▸ **Available data**:

★ ★ ★ ★ ★ ★ ★

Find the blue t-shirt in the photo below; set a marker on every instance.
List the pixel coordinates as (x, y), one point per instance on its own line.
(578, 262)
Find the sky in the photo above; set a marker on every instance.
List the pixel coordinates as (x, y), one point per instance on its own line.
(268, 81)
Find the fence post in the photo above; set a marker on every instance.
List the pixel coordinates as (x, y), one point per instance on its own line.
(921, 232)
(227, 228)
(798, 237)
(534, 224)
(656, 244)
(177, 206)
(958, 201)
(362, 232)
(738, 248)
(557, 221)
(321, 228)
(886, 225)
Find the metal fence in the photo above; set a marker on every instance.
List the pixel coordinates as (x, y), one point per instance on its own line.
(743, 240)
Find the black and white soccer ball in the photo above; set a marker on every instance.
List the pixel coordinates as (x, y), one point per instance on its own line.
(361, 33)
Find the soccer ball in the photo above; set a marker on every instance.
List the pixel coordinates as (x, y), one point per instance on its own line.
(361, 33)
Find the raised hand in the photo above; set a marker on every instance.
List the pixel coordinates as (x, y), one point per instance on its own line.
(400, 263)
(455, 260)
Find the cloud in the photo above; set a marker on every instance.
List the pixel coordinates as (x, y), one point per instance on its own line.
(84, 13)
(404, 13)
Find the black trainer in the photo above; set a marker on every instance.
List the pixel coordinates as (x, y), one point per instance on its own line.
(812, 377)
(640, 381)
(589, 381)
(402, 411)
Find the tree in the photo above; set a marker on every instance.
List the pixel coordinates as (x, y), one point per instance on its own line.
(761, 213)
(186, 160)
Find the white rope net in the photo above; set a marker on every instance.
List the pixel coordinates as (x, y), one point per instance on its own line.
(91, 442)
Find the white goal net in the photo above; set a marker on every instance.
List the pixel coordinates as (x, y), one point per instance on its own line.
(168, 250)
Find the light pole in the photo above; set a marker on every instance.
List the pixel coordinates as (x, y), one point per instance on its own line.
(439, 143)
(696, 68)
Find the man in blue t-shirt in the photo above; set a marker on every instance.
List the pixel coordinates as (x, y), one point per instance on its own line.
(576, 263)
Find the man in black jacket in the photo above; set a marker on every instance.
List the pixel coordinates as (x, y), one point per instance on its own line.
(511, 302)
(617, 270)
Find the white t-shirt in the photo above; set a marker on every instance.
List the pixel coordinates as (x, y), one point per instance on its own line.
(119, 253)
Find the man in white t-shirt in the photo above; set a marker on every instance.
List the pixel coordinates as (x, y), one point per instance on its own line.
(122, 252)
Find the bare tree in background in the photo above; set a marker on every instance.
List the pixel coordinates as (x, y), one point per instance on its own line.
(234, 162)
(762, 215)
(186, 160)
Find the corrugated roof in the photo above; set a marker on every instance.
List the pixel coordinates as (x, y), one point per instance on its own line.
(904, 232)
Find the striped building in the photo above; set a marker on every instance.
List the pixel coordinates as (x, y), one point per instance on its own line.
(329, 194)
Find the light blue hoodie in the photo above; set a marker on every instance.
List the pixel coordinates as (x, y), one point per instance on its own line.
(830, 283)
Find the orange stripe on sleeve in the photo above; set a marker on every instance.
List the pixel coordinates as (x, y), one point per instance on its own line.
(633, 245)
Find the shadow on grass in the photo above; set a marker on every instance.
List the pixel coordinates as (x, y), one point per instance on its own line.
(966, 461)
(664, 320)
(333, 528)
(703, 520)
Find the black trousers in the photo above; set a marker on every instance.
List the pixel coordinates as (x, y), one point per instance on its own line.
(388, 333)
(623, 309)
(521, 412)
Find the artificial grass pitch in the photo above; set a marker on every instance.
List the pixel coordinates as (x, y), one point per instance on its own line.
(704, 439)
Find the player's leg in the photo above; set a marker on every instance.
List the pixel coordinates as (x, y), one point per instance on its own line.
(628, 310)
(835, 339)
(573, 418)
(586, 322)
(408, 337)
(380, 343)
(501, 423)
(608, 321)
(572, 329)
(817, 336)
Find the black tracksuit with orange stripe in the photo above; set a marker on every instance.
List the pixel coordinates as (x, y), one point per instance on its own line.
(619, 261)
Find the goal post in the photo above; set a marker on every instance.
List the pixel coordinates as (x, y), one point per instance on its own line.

★ ★ ★ ★ ★ ★ ★

Copy out the lines above word for word, stopping after the line containing "Find the sky".

Find the blue t-shirt in the photo below; set a marker on every instance.
List the pixel coordinates as (x, y), one point per instance on its own line.
(578, 262)
Find the sky in the photo above; set a marker on every instance.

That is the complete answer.